# Supplied passage:
**********

14 Notes & Comments

posted Jul 11, 2018, 10:43 AM by Neil D'Souza   [ updated Jul 11, 2018, 10:44 AM ]

Cardinal Jean- Louis Tauran, RIP


We are shocked and deeply saddened by the demise of Cardinal Jean-Louis Tauran. In him, the world has lost a great leader who could build bridges, and a diplomat of rare quality who could speak the truth with charity, grace and compassion. He was much appreciated by State and Government officials around the world

Cardinal Tauran was appointed as President of the Pontifical Council for lnter-religious Dialogue on June 25, 2007. In addition to his duties as President of the Pontifical Council for lnter-religious Dialogue, he was a member of the Secretariat of State (Second Section), the Congregation for the Doctrine of the Faith and many other Congregations in Rome. Earlier, he held very responsible duties in the Secretariat of State for many years.

To me, he was a brother Cardinal, but even more, a personal friend with whom I could share many of my concerns about the Church, and about peace and harmony in the world. He was a special friend of India, and came to Mumbai several times. In my various meetings with him, he manifested his deep love for our country. He visited India several times, and most memorably, led the Vatican delegation for inter-religious dialogue with very senior representatives of Hinduism at a two-day Colloquium in Mumbai, a Colloquium that was a major step forward in fostering inter-religious dialogue in India. He knew how to respect every religion, and understood the dignity and values that different expressions of faith contribute to wellbeing in the world.


Ecumenical prayer in Bari


Pope Francis hosted an ecumenical reflection and prayer meeting on July 7, in the southern Italian city of Bari for peace in the Middle East. Nineteen heads and representatives of Christian Churches prayed with the Holy Father and held a closed-door dialogue with him in the Pontifical Basilica of St Nicholas.

The Pope also took time to venerate the relics of St Nicholas, a saint who recalls a time before the Great Schism of 1054 that split the Eastern and Western Churches.

At the prayer meeting, Pope Francis denounced the “murderous indifference” and “complicit silence” of the world regarding the tragedy taking place in the Middle East.

**********

# What you will do:
(1) In the church news notes, on what date was Cardinal Tauran appointed President of the Pontifical Council for Inter-religious Dialogue?
(2) Pick up the church news notes after their final sentence and carry them on.

**********

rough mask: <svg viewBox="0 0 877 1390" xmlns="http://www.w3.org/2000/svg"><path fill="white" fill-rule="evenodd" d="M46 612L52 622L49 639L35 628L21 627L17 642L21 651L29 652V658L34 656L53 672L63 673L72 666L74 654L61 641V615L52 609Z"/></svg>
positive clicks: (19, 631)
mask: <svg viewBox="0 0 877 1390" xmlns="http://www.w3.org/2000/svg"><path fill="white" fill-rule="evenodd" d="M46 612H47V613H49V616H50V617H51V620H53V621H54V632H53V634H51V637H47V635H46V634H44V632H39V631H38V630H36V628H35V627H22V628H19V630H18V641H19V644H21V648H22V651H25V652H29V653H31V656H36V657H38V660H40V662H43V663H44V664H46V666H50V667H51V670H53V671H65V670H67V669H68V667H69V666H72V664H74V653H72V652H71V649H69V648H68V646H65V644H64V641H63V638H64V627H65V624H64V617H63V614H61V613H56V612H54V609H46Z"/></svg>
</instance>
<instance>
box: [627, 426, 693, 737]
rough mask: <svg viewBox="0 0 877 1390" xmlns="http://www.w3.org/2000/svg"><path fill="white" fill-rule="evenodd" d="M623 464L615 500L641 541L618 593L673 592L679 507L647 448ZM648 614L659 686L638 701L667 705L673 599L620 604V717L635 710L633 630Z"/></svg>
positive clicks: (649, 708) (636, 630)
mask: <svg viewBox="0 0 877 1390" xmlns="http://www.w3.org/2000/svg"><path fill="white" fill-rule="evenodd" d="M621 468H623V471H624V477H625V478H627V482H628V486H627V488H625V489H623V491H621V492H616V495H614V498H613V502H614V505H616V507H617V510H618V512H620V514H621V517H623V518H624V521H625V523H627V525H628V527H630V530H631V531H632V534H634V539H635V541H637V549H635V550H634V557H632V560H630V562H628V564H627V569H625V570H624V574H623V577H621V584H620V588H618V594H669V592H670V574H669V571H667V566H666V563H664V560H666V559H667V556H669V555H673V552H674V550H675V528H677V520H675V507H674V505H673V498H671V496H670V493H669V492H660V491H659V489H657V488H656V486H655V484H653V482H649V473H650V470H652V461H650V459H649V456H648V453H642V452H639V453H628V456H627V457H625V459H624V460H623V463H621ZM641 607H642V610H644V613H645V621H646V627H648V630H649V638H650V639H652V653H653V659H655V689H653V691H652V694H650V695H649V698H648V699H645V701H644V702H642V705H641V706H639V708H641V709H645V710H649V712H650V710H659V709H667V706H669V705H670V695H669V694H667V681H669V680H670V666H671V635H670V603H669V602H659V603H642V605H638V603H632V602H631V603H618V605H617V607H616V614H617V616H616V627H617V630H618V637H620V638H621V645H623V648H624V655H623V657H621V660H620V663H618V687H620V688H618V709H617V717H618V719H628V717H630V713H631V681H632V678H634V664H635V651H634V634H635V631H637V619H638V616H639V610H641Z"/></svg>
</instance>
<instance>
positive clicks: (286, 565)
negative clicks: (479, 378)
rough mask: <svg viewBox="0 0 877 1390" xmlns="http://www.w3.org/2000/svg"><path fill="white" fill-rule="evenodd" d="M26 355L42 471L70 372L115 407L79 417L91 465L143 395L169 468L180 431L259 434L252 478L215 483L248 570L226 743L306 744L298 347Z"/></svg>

**********

# Activity answers:
(1) June 25, 2007.

(2)
He later addressed the faithful gathered in the square outside the Basilica of St Nicholas, after meeting with Catholic and Orthodox leaders. He reflected on the Middle Eastern origins of the Christian tradition, and of the commitment undertaken by the religious leaders to walk, pray and work together “in the hope that the art of encounter will prevail over strategies of conflict.”

A renewed conversion to the Gospel is the only means by which to confront the agony that the Middle East lives daily. In imitation of Jesus, our response cannot be “flight or the sword that will lead to the radiant dawn of Easter.” Like Jesus, our response must be the gift of self, the Pope said.


More women keen to become 'consecrated virgins'


An increasing number of Catholic women are taking life-long chastity vows in order to “dedicate themselves” to God, according to the Vatican.

The Holy See has issued new guidance on consecrated virginity in response to growing interest across the world in the little-known spiritual “vocation”.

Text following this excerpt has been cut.